> **PROBLEM TO WORK ON**
Lay out every line of the records below as a JSON list of strings, one string per line, skipping blank lines. Leave the pictures out of your answer.

(Records for identifying positions)
|---|
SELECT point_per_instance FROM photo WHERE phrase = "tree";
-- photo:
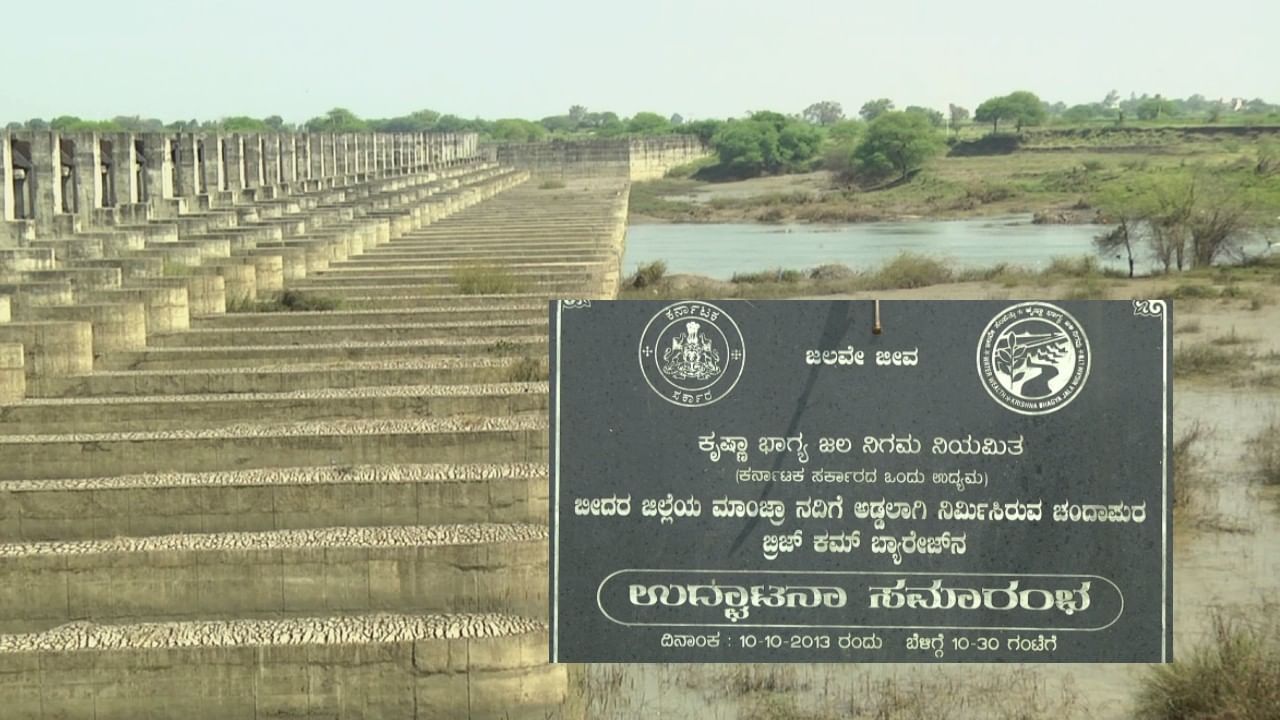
(746, 147)
(873, 109)
(846, 132)
(243, 123)
(1153, 108)
(339, 119)
(824, 113)
(704, 130)
(516, 130)
(798, 145)
(648, 123)
(1022, 106)
(896, 142)
(932, 115)
(558, 123)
|---|
> **OUTPUT BELOW**
[
  "SELECT point_per_instance FROM photo WHERE phrase = \"tree\";",
  "-- photo:",
  "(746, 147)",
  "(873, 109)",
  "(846, 132)",
  "(243, 123)",
  "(1153, 108)",
  "(339, 119)",
  "(824, 113)",
  "(704, 130)",
  "(516, 130)",
  "(798, 145)",
  "(648, 123)",
  "(1022, 106)",
  "(896, 142)",
  "(932, 115)",
  "(558, 123)"
]